● **WHAT IS NEEDED**:
Reproduce every line of the data below word for word, but leave out the pictures.

● **DATA SHOWN**:

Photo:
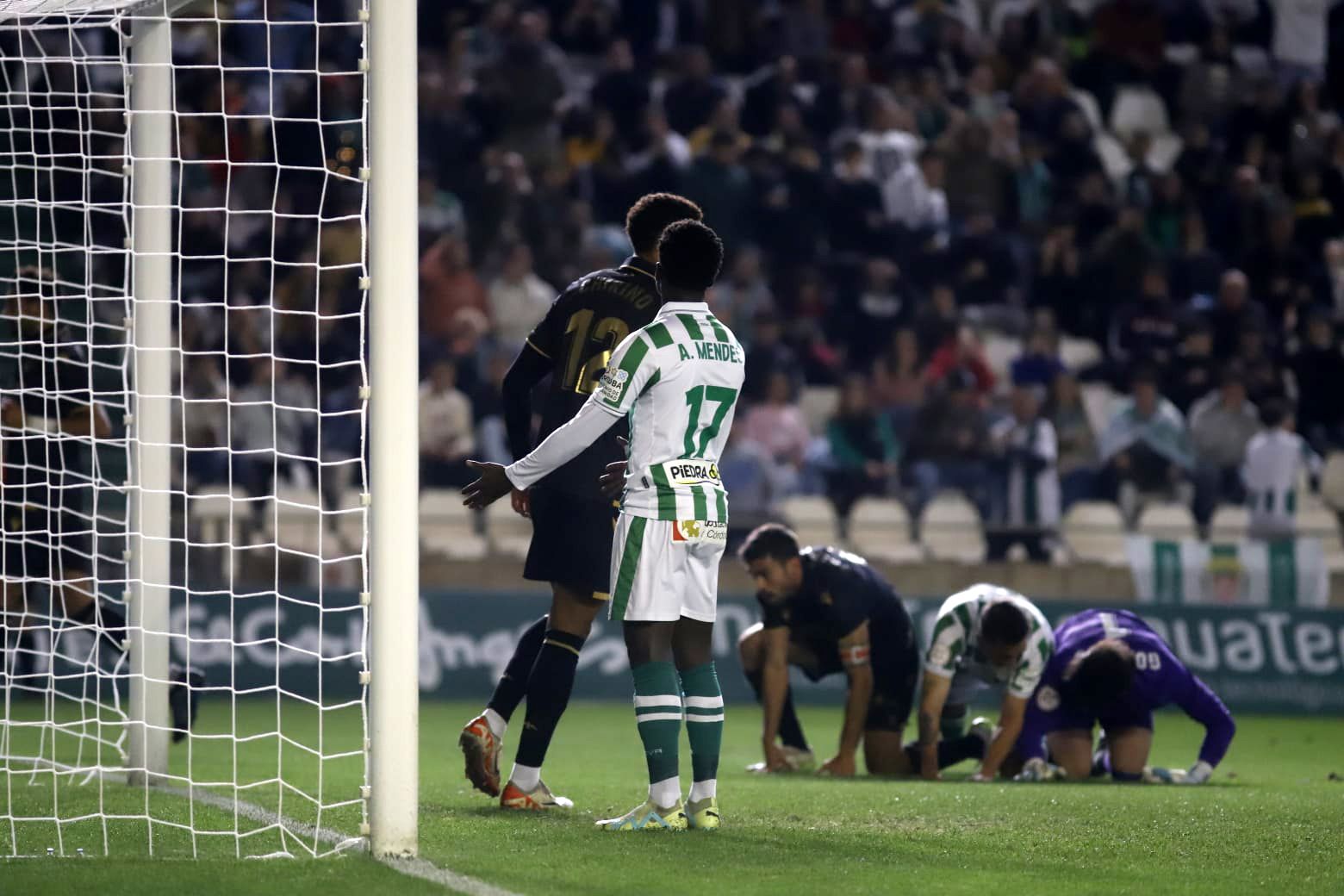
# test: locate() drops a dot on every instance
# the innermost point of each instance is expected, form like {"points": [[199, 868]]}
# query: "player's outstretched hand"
{"points": [[612, 481], [488, 489], [837, 768]]}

● **EXERCISE RESPONSE**:
Photo:
# test: locate() drops a dot on every instance
# the innermost point of each instance is expected, form like {"points": [[199, 868]]}
# query: "player's outstretched hand"
{"points": [[612, 481], [488, 489], [837, 768]]}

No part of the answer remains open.